What to do:
Resume the pregnancy letter to the unborn baby, picking up after its final sentence.

Quoted passage:
================================

Here we are - 40w4d. You won't make it here in the next hour and 10 minutes, so you officially win the 2nd place prize for Benz gestation length (I'm saying second because if you make Mama carry you farther than SG -41w5d- you'll be in BIG trouble.) I've been trying to gently give you the eviction notice- walking, bouncing on the birth ball, baths with clary sage oil, The Miles Circuit, etc. but you seem comfy in there. Part of me wonders if I am having trouble letting go of you because of you being the last. But then I remember that I want to actually MEET you - and I'm OK with you coming.
At our 40w visit one of your midwives (Alison) and I talked about how I had a lot of weight loss last week and my belly looked smaller. We suspect that you don't have as much fluid as you did, so I've been drinking water and Gatorade like a crazy person. What I really don't want to happen is to make it to your 41w appointment on Monday and find out that your fluid is too low and you have to be induced. Induction in the hospital is not very much fun and I'd rather not partake, thankyouverymuch.

================================

Saved data entries

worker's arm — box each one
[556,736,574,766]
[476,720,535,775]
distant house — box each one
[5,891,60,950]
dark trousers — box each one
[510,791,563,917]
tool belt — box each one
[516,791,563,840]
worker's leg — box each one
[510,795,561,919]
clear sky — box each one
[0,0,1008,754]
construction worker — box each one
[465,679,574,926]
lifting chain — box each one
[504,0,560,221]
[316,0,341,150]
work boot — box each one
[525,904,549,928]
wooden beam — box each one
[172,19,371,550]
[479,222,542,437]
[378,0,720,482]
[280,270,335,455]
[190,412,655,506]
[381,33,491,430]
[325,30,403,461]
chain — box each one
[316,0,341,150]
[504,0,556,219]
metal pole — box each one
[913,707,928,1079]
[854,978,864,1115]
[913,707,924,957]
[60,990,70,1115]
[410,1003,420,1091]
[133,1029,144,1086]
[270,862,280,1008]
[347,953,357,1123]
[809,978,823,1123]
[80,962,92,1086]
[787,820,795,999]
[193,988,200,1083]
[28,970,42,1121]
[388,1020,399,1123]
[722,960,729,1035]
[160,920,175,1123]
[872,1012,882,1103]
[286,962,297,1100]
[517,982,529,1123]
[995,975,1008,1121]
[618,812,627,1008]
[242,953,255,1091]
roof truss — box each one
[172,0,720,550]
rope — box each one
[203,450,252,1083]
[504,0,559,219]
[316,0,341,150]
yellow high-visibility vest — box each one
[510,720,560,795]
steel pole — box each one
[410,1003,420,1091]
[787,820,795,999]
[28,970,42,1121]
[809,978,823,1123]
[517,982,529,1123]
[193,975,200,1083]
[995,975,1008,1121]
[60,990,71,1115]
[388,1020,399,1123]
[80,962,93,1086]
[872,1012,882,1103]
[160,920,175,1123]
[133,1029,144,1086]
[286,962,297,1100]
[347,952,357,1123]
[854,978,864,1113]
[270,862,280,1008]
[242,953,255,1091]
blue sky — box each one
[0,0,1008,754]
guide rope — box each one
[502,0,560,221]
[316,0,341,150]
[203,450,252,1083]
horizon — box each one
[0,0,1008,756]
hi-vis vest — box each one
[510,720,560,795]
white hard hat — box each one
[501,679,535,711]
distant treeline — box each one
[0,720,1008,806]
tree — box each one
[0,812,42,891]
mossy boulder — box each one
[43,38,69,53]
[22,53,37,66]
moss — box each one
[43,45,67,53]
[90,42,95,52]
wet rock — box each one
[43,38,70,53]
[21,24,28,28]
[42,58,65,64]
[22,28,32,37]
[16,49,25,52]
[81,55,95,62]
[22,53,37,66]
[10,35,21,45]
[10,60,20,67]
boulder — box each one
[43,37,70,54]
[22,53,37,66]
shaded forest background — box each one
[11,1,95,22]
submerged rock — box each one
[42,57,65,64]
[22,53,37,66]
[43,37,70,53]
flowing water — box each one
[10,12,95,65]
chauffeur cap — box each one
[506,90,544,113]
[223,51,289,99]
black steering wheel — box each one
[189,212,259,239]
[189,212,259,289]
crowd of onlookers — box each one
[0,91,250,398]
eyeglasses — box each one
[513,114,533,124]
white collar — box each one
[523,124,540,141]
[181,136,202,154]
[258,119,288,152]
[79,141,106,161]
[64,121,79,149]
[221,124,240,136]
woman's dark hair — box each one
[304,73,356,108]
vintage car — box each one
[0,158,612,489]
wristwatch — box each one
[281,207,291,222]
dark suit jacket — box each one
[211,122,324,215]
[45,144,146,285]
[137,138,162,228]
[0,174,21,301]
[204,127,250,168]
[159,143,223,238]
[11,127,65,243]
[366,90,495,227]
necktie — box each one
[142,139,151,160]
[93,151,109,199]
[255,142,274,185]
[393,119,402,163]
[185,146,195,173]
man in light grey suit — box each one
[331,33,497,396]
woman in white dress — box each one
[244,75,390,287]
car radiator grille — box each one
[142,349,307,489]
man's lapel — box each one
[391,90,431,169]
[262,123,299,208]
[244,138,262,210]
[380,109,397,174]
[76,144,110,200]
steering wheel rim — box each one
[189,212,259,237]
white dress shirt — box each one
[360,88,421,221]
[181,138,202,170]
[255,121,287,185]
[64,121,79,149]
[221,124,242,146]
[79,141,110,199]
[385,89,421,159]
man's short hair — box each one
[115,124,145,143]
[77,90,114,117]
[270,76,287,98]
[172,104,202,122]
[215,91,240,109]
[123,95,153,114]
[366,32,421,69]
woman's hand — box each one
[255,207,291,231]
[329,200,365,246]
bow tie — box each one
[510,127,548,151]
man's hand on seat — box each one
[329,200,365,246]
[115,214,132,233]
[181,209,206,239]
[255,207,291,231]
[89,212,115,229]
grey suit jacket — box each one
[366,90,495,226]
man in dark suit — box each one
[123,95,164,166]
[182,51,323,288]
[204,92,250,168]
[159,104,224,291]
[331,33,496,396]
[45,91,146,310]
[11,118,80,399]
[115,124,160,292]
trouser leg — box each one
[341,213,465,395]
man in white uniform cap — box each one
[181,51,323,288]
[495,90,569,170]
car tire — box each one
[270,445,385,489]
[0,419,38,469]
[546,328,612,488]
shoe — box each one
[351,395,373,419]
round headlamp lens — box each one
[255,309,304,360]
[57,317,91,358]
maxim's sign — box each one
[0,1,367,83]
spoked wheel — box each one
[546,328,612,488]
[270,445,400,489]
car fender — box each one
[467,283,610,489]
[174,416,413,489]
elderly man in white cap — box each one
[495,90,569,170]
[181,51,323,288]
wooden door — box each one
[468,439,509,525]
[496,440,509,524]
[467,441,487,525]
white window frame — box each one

================================

Task output:
People are annoying the heck out of me these days. They all want to know why you haven't come yet. Uh, because you haven't. It's not like I put a cork in there. I'm doing my best to be patient with people and keep the snark out. Even Sarah Grace is really frustrated. Every day that we wake up all at home (instead of the hospital) she yells at us that we should have had the baby last night. Today was really emotionally tough. Your sisters and brother were being ca-ra-zy and whiny and I snapped and made them stay in the basement until Daddy came home. Then we went to the mall and walked and went to hibachi for dinner. One last big night out for everyone and then you can come (ha.)
We *think* we have names for you but we're just not 100%. I want to see your sweet little face before I decide. And I think once I know if you're a boy or a girl I'll be able to stress less. Might as well get rid of half of the equation from the start, right?
Tuesday, August 11, 2015
Hey! Look! It's OK for you to come now. But, I have no delusions that you will for a while. Tonight we met with our doulas (Robin, Angela and Nicole.) We talked about birth preferences. For the most part the plan is the same as with the previous births. Go to Clark, have a baby, try not to use drugs. While I think I would have had a better experience with Solomon's birth if I had used medicine, I am glad I didn't with your sisters' births. I pray that you give me an easy experience. I also would love it if you wouldn't break your clavicle like your sister did (OK? Got it.) The midwives think you'll be equally as big as your siblings. Your heartrate has been in the 140's - perfectly between old wives' tales about your sex. Let's work together and we'll make this as easy as possible.